- [WHAT IS ASKED]: Reproduce verbatim the items from the first line through the line containing "(1122, 254)", with both of those lines included.

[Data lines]

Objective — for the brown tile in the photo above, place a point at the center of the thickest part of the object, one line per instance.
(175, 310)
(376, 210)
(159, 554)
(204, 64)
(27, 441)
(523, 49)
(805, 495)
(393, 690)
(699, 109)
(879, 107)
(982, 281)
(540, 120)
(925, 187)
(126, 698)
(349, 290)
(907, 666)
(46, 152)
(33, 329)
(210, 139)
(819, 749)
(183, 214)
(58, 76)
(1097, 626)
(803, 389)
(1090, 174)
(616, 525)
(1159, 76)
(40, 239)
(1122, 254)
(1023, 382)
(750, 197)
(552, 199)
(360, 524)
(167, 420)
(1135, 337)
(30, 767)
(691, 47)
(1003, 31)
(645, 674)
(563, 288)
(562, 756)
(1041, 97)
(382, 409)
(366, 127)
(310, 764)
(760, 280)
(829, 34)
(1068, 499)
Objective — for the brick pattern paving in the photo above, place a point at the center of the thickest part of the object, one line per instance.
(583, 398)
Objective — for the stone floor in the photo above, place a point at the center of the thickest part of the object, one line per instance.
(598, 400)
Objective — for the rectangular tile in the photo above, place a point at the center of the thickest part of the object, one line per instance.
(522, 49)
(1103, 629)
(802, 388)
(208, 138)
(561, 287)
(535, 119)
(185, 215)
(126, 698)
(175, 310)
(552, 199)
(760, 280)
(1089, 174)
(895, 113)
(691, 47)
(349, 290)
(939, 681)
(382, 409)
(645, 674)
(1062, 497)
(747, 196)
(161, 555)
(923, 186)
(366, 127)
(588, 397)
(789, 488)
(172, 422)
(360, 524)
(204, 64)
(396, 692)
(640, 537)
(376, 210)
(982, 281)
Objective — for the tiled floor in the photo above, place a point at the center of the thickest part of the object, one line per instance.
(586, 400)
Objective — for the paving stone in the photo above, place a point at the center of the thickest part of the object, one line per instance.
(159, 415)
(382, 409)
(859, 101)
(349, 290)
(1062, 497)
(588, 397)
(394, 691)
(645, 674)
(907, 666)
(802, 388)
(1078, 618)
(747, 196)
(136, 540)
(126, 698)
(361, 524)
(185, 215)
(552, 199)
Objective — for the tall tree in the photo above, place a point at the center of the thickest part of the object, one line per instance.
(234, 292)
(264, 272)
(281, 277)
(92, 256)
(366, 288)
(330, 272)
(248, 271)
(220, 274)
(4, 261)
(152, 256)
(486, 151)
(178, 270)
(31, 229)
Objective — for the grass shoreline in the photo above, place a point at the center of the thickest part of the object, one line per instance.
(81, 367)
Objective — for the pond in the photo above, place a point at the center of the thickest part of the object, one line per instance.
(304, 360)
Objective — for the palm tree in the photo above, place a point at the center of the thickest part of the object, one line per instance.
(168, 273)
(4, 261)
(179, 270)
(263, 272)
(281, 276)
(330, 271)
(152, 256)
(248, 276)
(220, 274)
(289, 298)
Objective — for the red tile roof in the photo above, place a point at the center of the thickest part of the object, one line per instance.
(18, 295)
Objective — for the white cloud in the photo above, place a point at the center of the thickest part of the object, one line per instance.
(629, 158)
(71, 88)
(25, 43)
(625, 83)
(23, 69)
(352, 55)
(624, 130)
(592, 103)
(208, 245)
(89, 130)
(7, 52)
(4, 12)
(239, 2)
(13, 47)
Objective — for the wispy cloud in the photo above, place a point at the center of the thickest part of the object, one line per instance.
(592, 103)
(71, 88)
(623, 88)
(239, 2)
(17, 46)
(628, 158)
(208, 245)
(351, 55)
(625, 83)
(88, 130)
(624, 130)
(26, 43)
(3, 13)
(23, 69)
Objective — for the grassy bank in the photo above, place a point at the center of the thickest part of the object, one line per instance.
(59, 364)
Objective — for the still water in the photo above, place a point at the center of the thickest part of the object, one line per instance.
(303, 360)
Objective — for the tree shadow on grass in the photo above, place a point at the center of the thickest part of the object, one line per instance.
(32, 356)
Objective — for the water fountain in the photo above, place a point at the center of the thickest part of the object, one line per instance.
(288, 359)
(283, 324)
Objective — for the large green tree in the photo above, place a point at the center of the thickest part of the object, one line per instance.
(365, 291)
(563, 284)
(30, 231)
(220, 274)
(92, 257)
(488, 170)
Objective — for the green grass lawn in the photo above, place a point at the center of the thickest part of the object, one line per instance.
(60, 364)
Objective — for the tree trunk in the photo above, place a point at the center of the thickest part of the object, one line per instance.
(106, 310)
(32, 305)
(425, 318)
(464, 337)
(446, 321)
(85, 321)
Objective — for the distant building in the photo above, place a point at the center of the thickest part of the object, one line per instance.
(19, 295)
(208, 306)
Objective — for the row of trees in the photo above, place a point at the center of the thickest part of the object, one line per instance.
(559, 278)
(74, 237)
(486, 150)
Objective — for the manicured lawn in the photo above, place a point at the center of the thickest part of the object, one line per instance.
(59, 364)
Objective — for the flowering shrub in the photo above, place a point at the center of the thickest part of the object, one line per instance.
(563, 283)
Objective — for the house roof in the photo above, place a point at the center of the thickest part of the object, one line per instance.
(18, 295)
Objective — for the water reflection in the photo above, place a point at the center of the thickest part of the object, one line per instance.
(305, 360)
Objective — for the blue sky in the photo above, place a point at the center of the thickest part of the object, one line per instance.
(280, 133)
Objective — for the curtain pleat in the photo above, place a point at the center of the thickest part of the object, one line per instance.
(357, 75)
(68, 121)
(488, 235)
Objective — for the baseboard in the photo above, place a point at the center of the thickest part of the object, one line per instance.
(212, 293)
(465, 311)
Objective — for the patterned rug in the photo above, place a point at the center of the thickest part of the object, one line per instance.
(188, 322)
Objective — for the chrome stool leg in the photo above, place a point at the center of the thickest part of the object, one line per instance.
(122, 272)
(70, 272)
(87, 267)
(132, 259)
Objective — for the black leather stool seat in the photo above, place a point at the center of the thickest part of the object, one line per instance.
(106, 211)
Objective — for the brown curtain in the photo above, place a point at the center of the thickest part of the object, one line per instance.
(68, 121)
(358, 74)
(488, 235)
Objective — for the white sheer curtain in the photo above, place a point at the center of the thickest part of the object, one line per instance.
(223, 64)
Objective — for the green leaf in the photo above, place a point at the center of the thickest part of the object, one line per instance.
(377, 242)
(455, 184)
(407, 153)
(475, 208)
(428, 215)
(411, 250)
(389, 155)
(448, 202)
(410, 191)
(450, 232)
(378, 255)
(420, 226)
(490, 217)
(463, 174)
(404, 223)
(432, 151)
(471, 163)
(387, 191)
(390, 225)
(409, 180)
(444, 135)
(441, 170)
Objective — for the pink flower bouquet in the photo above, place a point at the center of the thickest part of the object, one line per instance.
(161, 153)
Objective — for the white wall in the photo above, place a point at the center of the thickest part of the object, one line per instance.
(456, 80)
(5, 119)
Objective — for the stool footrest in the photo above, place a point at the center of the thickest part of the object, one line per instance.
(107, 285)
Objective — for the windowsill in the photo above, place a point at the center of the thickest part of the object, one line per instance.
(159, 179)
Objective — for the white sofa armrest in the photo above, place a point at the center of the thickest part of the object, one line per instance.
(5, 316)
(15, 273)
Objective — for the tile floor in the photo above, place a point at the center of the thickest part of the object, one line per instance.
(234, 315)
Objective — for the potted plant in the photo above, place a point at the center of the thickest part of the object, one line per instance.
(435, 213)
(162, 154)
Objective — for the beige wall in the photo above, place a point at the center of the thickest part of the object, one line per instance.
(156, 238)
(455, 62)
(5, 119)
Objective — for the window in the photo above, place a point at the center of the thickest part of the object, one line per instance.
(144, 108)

- [REPLY TO THE EXERCISE]:
Objective — for the brown tile in the photo above, place a point at the center of the thickest part of the object, one line per instance.
(175, 310)
(376, 210)
(159, 554)
(204, 64)
(27, 441)
(523, 49)
(805, 495)
(393, 690)
(699, 109)
(879, 107)
(982, 281)
(540, 120)
(925, 187)
(126, 698)
(349, 290)
(907, 666)
(46, 152)
(33, 329)
(210, 139)
(819, 749)
(183, 214)
(58, 76)
(1097, 626)
(803, 389)
(1090, 174)
(616, 525)
(1159, 76)
(40, 239)
(1122, 254)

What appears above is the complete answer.